[[ ENTRIES SHOWN, beginning ]]

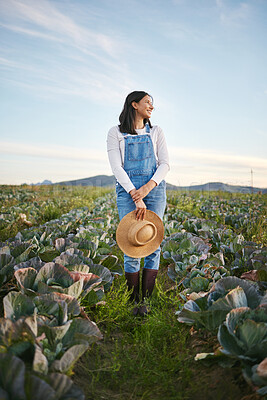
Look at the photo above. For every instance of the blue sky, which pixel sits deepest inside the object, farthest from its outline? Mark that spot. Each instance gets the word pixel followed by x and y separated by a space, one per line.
pixel 67 66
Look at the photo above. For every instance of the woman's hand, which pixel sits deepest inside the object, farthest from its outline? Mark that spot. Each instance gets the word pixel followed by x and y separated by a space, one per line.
pixel 140 211
pixel 143 191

[[ ENTRIES SHOWN, end ]]

| AIM OF THE EXERCISE |
Without including any pictures, reproduce the data exactly.

| EXERCISE RESULT |
Look at the photo above. For every instance of the blue sky, which pixel sits deepest inside the object, farthest from its outline? Mark that spot. Each instance gets the word pixel followed by x and y separated by a space, one per line.
pixel 67 66
Look at the photo above. For every instance of the woman's hand, which pixel sits deepest inside the object, farthest from its outline? Mark that spot. Each instance gets the word pixel followed by x and y separated by a space, one per line.
pixel 140 211
pixel 143 191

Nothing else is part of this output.